Data listing
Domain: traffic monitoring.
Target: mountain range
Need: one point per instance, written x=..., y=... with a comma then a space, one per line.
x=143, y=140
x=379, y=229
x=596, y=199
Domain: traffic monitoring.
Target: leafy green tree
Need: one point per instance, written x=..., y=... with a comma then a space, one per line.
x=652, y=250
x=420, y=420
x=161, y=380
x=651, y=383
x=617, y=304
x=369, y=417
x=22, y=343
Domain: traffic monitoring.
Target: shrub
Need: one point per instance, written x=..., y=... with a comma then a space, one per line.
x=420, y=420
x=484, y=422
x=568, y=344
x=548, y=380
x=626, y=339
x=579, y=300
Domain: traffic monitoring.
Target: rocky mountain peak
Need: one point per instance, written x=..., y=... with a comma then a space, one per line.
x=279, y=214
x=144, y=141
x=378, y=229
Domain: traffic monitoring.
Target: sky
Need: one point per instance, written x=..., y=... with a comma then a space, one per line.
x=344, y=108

* * *

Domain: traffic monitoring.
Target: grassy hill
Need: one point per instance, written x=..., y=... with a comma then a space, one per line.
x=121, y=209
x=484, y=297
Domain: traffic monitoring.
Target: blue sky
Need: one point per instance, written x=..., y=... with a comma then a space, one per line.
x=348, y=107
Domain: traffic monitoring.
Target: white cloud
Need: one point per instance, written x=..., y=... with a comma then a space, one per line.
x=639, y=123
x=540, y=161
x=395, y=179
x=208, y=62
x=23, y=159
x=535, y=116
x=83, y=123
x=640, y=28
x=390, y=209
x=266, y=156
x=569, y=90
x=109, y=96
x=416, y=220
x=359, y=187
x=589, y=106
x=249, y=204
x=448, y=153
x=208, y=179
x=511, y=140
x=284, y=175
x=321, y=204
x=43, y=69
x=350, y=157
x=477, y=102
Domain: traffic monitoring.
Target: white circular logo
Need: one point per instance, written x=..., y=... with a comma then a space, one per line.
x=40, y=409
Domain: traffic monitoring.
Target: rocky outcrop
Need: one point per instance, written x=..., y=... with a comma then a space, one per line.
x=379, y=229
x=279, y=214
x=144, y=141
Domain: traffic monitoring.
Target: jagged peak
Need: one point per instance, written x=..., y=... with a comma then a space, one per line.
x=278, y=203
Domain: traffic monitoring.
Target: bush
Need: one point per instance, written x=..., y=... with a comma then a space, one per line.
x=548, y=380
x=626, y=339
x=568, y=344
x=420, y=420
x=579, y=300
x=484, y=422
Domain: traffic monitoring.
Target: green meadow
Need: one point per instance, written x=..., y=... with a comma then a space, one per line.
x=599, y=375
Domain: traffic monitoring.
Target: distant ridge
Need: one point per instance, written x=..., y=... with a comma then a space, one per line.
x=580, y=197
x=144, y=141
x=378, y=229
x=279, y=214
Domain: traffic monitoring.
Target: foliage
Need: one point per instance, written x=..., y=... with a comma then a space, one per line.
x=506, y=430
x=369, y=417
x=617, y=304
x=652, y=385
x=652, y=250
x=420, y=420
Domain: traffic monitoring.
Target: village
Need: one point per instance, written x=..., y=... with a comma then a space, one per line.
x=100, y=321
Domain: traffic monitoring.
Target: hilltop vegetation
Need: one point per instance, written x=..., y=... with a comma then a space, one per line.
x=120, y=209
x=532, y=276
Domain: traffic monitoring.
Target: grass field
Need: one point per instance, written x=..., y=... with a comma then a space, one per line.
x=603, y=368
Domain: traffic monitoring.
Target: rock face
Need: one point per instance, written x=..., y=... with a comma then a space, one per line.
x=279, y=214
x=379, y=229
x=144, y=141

== Exercise objective ==
Extract each line of the material that contains the word "white", keeping the lines in their original order.

== Complete answer ==
Target: white cloud
Target: white circular logo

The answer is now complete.